━━ Record list

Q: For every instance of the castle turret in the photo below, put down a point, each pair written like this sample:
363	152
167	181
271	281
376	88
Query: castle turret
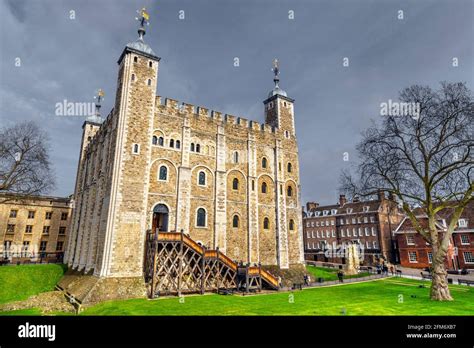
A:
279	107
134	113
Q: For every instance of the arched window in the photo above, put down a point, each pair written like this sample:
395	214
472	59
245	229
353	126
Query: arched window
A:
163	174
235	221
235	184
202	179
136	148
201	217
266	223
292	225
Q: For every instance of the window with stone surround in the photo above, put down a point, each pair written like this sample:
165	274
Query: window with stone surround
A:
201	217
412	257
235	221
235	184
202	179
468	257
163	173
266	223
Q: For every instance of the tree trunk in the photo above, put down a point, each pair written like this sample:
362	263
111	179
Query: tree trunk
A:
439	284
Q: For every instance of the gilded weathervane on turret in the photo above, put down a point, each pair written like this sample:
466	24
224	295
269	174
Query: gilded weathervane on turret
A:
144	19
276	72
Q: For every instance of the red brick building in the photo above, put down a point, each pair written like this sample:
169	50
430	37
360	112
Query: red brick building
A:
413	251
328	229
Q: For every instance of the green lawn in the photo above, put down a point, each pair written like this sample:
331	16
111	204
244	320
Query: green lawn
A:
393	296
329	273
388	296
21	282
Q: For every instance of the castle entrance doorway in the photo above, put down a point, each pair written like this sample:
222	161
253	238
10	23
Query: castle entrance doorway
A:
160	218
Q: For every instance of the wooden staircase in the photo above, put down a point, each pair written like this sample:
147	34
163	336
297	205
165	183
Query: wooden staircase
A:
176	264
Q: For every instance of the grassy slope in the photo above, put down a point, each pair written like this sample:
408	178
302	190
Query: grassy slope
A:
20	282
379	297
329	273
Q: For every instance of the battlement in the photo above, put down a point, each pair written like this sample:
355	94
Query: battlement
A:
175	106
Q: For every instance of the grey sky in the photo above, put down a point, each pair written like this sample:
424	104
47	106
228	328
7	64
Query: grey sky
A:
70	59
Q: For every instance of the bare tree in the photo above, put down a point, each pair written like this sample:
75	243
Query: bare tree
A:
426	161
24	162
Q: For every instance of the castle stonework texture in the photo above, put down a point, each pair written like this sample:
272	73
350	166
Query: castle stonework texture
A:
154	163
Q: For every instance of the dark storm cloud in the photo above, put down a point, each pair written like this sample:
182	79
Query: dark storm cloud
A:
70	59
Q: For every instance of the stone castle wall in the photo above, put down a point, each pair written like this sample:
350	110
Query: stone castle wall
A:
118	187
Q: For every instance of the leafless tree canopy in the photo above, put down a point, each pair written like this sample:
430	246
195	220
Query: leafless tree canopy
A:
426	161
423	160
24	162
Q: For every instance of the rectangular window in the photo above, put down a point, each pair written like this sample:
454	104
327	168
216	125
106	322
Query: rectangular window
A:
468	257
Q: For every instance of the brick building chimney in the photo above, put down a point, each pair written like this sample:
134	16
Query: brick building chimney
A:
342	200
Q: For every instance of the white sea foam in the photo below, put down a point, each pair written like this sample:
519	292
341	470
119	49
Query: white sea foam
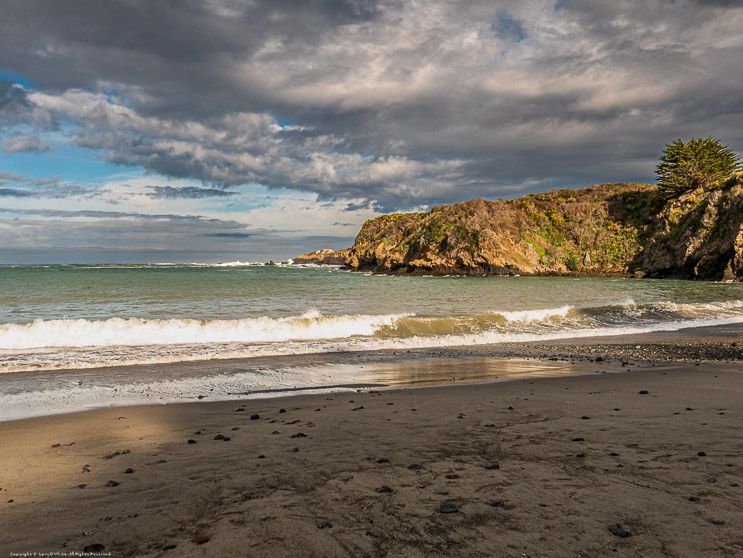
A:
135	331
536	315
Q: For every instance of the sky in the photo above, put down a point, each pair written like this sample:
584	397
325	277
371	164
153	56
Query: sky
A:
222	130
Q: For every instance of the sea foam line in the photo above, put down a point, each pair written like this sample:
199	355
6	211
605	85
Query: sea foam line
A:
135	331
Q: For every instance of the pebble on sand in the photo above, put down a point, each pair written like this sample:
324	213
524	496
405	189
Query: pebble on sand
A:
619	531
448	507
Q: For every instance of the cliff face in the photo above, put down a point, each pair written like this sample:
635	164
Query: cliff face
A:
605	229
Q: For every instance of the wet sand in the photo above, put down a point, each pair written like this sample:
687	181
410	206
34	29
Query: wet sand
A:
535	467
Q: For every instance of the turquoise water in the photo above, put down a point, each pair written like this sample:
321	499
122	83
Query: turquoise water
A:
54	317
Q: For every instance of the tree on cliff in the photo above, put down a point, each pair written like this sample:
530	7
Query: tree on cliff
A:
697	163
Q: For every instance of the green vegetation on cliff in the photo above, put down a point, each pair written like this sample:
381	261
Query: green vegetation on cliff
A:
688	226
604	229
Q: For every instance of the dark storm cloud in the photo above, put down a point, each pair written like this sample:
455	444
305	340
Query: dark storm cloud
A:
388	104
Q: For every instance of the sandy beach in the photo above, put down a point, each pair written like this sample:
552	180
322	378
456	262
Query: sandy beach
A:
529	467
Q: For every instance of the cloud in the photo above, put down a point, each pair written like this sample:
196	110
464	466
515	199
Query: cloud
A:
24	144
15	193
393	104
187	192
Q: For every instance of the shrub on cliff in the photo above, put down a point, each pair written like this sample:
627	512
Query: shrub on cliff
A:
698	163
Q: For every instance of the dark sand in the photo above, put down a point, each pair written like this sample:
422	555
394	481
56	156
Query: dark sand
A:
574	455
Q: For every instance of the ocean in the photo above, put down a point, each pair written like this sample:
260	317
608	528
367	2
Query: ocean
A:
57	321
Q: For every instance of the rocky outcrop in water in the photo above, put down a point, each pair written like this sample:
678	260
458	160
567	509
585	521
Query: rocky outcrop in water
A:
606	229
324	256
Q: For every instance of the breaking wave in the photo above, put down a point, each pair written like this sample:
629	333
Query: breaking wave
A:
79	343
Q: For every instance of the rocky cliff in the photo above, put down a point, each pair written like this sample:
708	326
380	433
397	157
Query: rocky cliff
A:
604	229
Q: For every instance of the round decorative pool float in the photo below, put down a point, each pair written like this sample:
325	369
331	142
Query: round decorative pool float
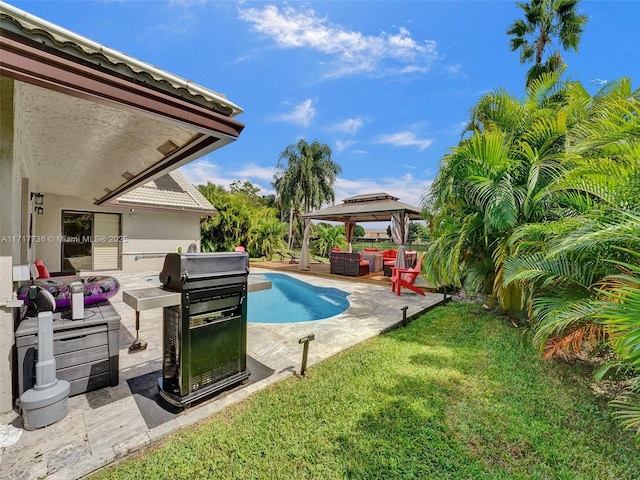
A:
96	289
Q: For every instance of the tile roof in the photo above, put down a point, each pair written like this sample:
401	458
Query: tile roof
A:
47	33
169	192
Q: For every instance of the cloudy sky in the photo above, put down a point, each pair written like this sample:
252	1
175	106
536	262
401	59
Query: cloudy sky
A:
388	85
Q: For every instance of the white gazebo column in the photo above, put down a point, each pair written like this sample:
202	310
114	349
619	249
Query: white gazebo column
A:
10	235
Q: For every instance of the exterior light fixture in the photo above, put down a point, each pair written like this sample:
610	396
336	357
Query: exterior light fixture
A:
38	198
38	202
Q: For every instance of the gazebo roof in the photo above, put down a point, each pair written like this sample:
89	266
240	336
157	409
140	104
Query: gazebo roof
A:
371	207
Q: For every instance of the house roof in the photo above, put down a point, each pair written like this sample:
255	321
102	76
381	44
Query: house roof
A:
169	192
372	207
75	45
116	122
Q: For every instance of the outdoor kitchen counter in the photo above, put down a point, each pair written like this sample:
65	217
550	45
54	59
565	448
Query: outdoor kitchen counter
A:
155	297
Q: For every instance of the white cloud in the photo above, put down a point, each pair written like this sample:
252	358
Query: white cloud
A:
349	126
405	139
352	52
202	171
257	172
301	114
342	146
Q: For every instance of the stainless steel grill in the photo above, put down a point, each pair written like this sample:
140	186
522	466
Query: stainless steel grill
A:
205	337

━━━━
━━ Record list

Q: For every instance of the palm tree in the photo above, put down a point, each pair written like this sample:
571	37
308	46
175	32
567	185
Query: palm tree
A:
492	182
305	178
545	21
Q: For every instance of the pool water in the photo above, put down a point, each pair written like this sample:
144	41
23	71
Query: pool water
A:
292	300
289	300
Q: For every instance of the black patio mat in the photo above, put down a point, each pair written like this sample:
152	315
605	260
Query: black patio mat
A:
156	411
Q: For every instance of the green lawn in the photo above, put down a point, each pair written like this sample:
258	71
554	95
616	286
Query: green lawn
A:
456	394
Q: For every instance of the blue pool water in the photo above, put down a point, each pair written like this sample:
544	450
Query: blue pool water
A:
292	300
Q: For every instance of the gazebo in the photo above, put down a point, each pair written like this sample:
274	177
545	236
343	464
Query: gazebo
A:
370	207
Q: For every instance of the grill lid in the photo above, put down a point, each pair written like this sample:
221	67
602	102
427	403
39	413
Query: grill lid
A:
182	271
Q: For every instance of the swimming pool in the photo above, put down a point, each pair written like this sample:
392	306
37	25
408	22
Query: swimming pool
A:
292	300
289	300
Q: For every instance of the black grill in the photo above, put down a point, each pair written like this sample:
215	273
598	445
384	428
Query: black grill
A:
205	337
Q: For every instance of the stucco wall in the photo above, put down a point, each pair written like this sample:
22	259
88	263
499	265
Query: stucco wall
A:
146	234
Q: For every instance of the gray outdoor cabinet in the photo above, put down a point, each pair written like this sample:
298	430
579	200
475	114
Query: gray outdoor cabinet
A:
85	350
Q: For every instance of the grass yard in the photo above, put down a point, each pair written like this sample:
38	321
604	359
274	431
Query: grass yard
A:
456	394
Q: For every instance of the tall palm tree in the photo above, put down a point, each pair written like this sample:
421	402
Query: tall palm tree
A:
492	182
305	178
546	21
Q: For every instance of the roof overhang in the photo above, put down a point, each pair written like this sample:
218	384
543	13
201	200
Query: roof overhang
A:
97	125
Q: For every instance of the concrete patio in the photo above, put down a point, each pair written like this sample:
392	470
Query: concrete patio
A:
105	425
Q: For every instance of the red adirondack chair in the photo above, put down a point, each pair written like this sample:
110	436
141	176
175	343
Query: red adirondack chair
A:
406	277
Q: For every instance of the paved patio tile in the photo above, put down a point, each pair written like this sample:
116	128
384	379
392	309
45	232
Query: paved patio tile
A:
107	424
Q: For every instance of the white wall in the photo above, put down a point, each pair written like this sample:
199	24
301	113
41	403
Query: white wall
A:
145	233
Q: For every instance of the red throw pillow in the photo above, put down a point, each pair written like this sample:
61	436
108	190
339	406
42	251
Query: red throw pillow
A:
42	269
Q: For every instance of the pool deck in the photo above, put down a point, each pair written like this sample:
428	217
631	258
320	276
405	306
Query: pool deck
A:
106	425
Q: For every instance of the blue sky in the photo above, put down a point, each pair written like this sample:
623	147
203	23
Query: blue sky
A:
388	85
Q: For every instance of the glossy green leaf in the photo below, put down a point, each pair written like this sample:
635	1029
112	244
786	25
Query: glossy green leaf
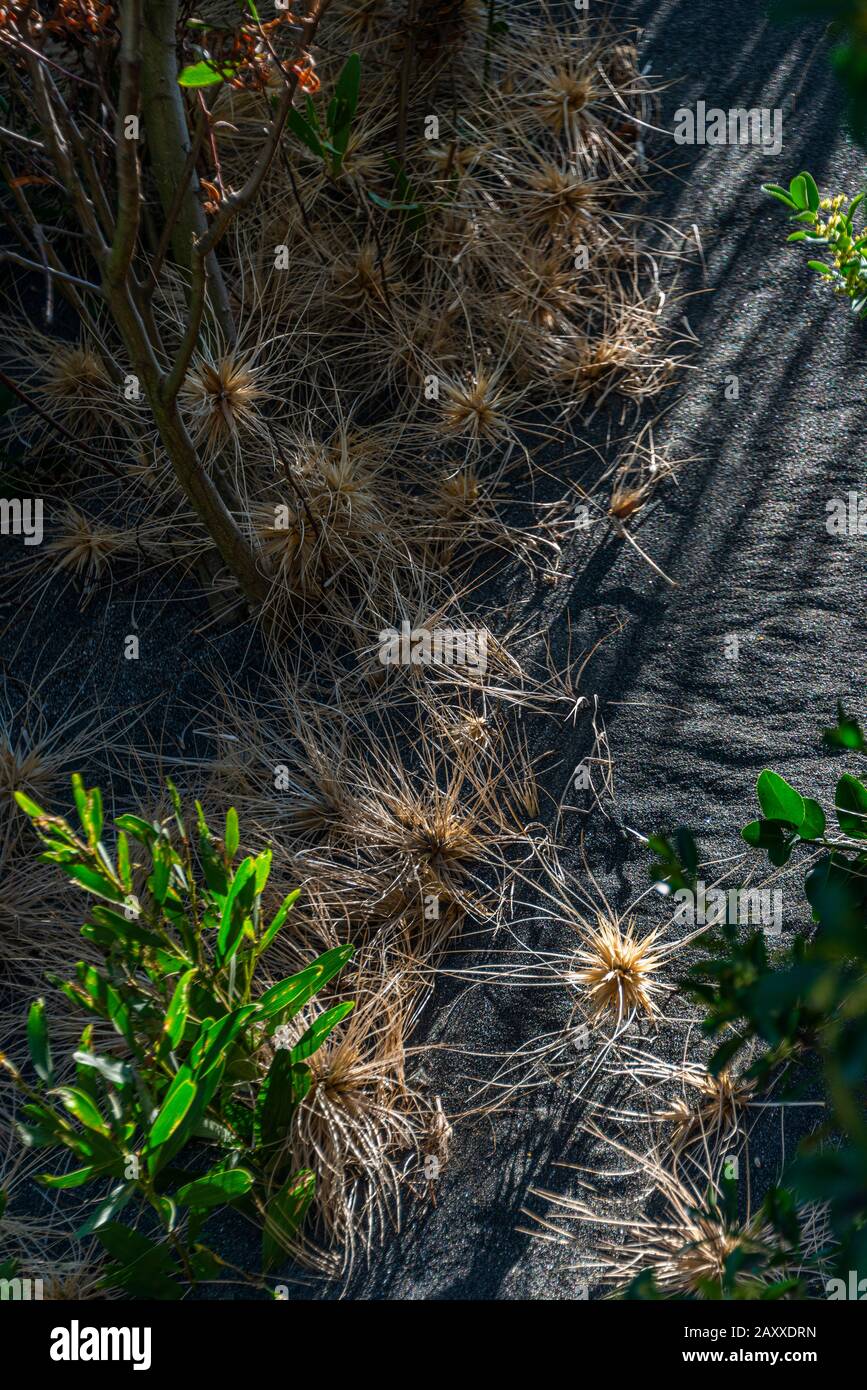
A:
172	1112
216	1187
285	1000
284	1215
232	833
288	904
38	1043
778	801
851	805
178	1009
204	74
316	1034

━━━━

● **Direction**
Gather every line of the records above that contains the string "with", treating uppercase and lowercase letters as different.

● **Problem solution**
Q: For every instance of the window with stone surround in the photo above, put down a point, each pair written like this sample:
Query: window with stone surround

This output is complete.